>> begin AVAILABLE DATA

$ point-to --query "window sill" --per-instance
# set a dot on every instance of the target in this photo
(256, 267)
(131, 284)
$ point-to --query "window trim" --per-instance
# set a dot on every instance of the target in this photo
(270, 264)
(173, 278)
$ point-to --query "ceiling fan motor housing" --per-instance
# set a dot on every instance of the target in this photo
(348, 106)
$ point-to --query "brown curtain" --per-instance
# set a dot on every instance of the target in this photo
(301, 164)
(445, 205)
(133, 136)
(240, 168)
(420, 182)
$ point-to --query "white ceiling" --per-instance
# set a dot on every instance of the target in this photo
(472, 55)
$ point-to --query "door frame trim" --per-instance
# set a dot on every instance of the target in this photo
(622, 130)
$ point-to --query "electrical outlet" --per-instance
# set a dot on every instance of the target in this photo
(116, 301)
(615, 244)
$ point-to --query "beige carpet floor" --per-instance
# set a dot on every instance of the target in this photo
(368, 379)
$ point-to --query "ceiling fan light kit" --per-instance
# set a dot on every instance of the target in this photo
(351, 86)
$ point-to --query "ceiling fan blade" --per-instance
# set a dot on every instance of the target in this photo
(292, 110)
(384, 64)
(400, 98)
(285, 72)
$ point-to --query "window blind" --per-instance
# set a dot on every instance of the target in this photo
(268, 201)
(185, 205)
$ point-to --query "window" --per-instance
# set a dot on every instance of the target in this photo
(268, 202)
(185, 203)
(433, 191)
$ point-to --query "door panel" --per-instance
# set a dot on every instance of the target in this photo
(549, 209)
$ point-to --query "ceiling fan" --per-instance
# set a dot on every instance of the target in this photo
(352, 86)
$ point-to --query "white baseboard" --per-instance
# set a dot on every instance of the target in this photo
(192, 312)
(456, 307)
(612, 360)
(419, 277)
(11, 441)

>> end AVAILABLE DATA
>> begin AVAILABLE DATA

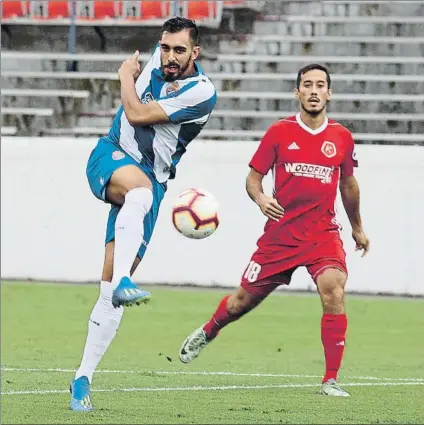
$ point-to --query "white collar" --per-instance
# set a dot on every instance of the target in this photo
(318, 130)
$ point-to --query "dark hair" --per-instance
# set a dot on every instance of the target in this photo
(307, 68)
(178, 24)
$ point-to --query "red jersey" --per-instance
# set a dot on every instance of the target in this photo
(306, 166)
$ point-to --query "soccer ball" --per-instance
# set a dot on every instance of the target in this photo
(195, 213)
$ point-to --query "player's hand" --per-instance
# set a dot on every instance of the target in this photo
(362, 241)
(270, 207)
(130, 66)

>> end AVAILABLE DATA
>> begin AVAILABLE DATA

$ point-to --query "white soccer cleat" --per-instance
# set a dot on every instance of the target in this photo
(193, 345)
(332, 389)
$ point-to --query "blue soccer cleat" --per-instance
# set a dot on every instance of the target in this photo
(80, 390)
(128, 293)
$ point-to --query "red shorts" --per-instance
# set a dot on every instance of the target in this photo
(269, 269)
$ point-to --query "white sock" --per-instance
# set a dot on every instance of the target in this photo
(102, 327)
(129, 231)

>> end AVAILABLE DATA

TASK DETAILS:
Extract every line of the records that contains the word "window", treating uppercase and lowercase letters as distinct.

EXERCISE OUTPUT:
$ point-to --query "window sill" --per-instance
$ point-to --query "window trim" --per-instance
$ point-to --query "window blind" --per-instance
$ point-to --query "window" --per-instance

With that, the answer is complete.